* START Page *

The story of the children of Kilpatrick and Khair un-Nissa is traced through a remarkable archive trail of letters and documents in England where they grew up and lived, married and flourished. This intergenerational story, full of heartbreaks and tragedies, is a remarkable one worth telling. The book though ends with a lament for the lost age of tolerance in which English settlers would learn the languages, smoke the hookah's, ride elephants and keep harems of local women (!). By 1860, says Dalrymple, harder forms of trade, colonial aggression, and closed cultures would drive wedges between cultures, races, religions and people which would set a trajectory which would culminate in the violence of the post-Colonial partition of India.

Of all Dalrymple's book, I think this one might be the one I have enjoyed least. It's still a very, very good book from which I have learnt huge amounts. However, it isn't as gripping as The Return of The King or The Last Mughal, and does get bogged down in unmanageable detail in the first few chapters. Wading though that is worth it, though, for the hugely insightful wealth of things which follow. I am very much looking forward to Dalrymple's forthcoming history of the East India Company, which he is currently researching.

Monday, April 29, 2019

Book Notes: Paul by Tom Wright

Tom Wright's biography of Paul (also known as Saul of Tarsus, Saint Paul or Paul the Apostle) is a brilliant read. I took it on holiday a few weeks ago, and couldn't put it down. One doesn't need to be a fully-signed up devotee of every nuance of Wright's sometimes controversial interpretations of Paul's theology to get a huge amount from this book either.

* END Page *

Stated goal 1: Rewrite the passage of the book reviews between "Book Notes: Paul" and "this book either.", inclusive, replacing "holiday" with "vacation".
Stated goal 2:
Answer these questions about the book reviews:
(a) By what year, according to Dalrymple, would harder forms of trade, colonial aggression, and closed cultures drive wedges between cultures?
(b) Which two Dalrymple books does the reviewer find more gripping than this one?
(c) Where did the reviewer take Tom Wright's biography of Paul?

* START Record excerpts *

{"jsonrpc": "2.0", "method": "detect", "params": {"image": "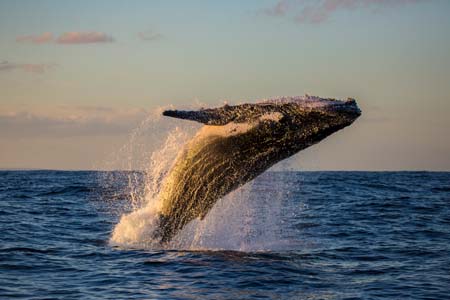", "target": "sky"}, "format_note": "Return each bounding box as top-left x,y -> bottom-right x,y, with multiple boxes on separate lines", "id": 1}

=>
0,0 -> 450,171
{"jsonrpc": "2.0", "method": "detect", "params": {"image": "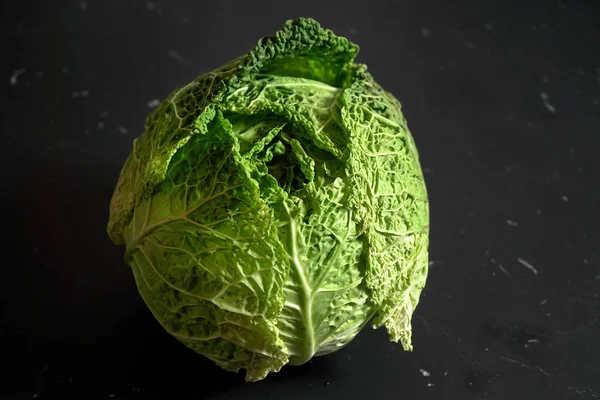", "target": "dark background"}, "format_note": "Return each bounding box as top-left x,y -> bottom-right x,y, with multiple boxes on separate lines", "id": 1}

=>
0,0 -> 600,399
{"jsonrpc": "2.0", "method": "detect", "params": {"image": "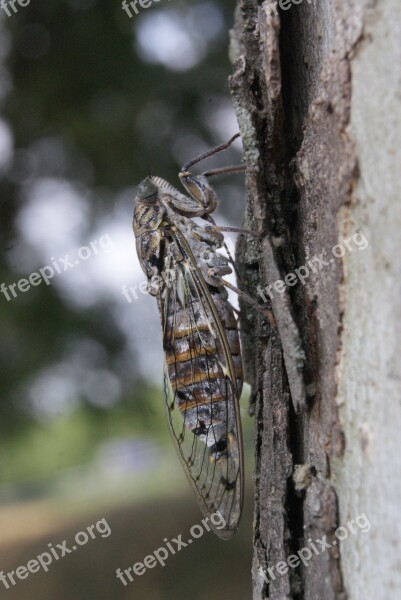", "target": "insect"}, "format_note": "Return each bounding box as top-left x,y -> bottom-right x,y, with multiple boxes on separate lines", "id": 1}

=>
133,134 -> 245,539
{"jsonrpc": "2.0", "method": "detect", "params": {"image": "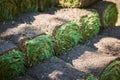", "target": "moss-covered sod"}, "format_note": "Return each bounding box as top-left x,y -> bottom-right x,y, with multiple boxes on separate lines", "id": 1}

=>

* END Record excerpts *

Written solution 1:
Book Notes: Paul by Tom Wright

Tom Wright's biography of Paul (also known as Saul of Tarsus, Saint Paul or Paul the Apostle) is a brilliant read. I took it on vacation a few weeks ago, and couldn't put it down. One doesn't need to be a fully-signed up devotee of every nuance of Wright's sometimes controversial interpretations of Paul's theology to get a huge amount from this book either.

Written solution 2:
(a) 1860.
(b) The Return of The King and The Last Mughal.
(c) On holiday.